- **TASK PROMPT**: When you reach the line that contains "Would you mind pointing out the rocky" in the data below, copy it and every line after it exactly, adding nothing.

(Records from a dataset)
/---

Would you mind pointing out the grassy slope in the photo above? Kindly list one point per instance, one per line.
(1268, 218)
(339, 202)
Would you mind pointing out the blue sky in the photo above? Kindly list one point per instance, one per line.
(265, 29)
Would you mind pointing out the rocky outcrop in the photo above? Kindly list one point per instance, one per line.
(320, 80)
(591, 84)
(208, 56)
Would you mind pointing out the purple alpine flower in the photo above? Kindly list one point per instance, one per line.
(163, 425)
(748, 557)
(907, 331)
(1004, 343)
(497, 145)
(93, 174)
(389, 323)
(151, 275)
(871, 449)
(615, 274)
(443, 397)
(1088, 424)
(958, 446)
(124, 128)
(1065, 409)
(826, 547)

\---

- **RESPONSE BELOW**:
Would you mind pointing out the rocky outcrop in the photo above? Kindly list one point per instance, one per line.
(320, 80)
(591, 84)
(208, 56)
Would you mind pointing out the purple alpine flower in the photo above? Kindly list one point per instance, one per line.
(163, 425)
(748, 557)
(907, 331)
(1004, 343)
(497, 145)
(93, 174)
(389, 323)
(151, 275)
(871, 449)
(615, 274)
(443, 397)
(1088, 424)
(958, 446)
(124, 128)
(1065, 409)
(826, 547)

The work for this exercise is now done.